── Texto proporcionado

En muchas ocasiones me planteo las cuestiones sociales en términos muy sencillos, que acaso pudieran parecer, o ser, simplistas. Reduzco casi todo a la calidad de esa materia prima inefable que constituyen los recursos humanos de un país. Las instituciones no son nada sin las personas que las hacen posibles día a día. Las leyes son papel mojado en manos de un legislador corrompido y dispuesto a la arbitrariedad. Un pueblo abotargado en una abundancia creada por generaciones pasadas y condenada a desaparecer para las venideras, pasto fácil de demagogos.
Ya Pericles, en aquel famoso discurso repetido y archirepetido por todo conservador con interés por la historia política, apuntaba la importancia de las buenas costumbres como cimiento de las sociedades. La decadencia del Imperio Romano, cumbre de la cultura grecolatina, se asoció a una corrupción progresiva de las costumbres, entre otras cosas. Ciertamente hubo factores militares, económicos, políticos, etc, asociados a este colapso, pero mirando en profundidad la causa última, subyacente a todas las demás, pudiera considerarse la decadencia moral de los romanos, siendo por tanto esta causa no una más, sino la genuina.

────
── Registros proporcionados

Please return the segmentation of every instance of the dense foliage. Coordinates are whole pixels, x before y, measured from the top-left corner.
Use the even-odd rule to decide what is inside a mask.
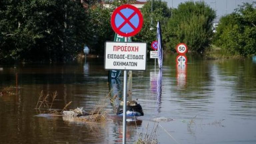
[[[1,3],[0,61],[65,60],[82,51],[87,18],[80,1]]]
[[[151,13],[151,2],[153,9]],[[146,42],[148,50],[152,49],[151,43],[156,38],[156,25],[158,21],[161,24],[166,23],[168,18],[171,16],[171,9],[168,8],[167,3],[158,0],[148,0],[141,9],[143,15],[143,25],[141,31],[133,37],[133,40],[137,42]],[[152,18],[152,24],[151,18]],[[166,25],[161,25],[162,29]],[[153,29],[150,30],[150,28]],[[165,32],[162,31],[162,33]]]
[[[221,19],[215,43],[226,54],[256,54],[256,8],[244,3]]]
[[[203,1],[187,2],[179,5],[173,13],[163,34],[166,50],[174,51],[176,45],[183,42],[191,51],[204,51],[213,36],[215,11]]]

────
── Registros proporcionados

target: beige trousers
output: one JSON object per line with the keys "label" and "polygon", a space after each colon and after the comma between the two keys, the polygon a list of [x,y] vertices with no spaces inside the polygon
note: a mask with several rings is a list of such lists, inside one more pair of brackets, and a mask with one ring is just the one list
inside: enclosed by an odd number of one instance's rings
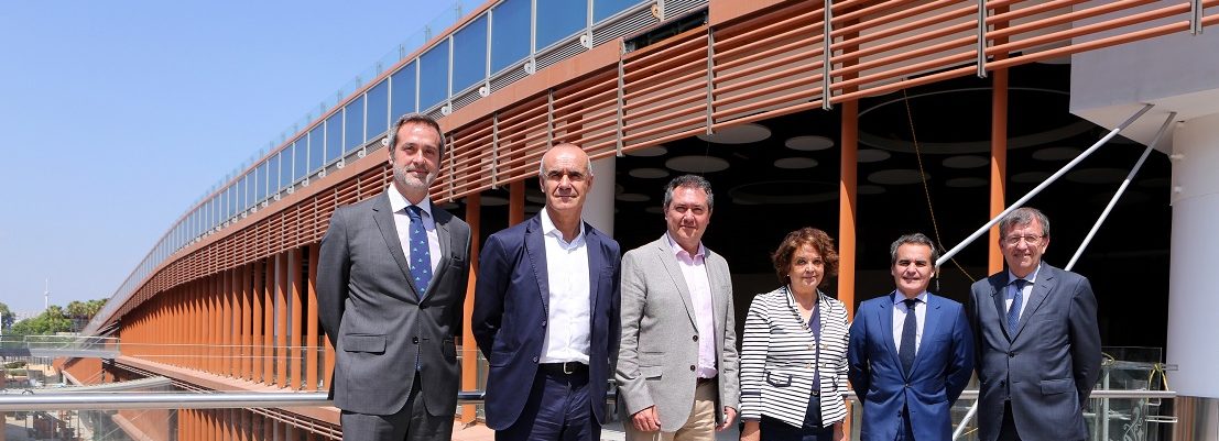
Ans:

────

Transcriba literalmente el pasaje del texto sobre la decadencia de las costumbres que va de "Ya Pericles, en" a "sino la genuina.".

Ya Pericles, en aquel famoso discurso repetido y archirepetido por todo conservador con interés por la historia política, apuntaba la importancia de las buenas costumbres como cimiento de las sociedades. La decadencia del Imperio Romano, cumbre de la cultura grecolatina, se asoció a una corrupción progresiva de las costumbres, entre otras cosas. Ciertamente hubo factores militares, económicos, políticos, etc, asociados a este colapso, pero mirando en profundidad la causa última, subyacente a todas las demás, pudiera considerarse la decadencia moral de los romanos, siendo por tanto esta causa no una más, sino la genuina.